**Supplied passage**.

╔══

I am new to this board, but am a freezer cooking enthusiast.
When I was pregnant with my daughter, my sister and I made up 19 meals for after the baby came.
This last weekend, I went to my sisters, and we did the same for her, as she is due next month.
We made 31 meals.
It was so fun and such a great accomplishment to see their freezer so full!
She and I plan on doing it together every 6 months, and doubling everything we made, so that we each can take 1/2 home with us!
I'd LOVE to see a board on freezer meals, where we can share/swap recipes!
HUGS!
S


----------



## jpmcgrew (Mar 16, 2006)

The trick is to wrap or store food to prevent air getting to it, thats why the food saver is so great it sucks out air that can freezer burn your food.if you want to freeze for a short period maybe a month or 2 your ok to use regular methods.I just bought a roll of Glad Freezer press and seal haven't tried it yet I would think it will be good for short term freezing.The only problem with the food saver is the plastic rolls are really expensive there is no reason for that but they got you where they want you on that one.

╚══

**Recorded information**.
╔══

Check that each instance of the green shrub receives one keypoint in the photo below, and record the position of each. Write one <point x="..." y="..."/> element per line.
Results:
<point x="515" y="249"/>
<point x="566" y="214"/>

╚══

**What is asked**.
[a] According to the freezer cooking thread, why is the food saver so useful for storing food? Answer in one to three sentences.
[b] Take the part of the freezer cooking thread that opens with the words containing "When I was pregnant" and closes with "freezer so full!", and write it out again with "meals" switched to "dinners".
The listing is separate material and is not part of the freezer cooking thread.

**Results of the tasks**.
[a] The food saver sucks the air out. Air that reaches frozen food can cause freezer burn, and the key to freezing food well is keeping air away from it.

[b]
When I was pregnant with my daughter, my sister and I made up 19 dinners for after the baby came.
This last weekend, I went to my sisters, and we did the same for her, as she is due next month.
We made 31 dinners.
It was so fun and such a great accomplishment to see their freezer so full!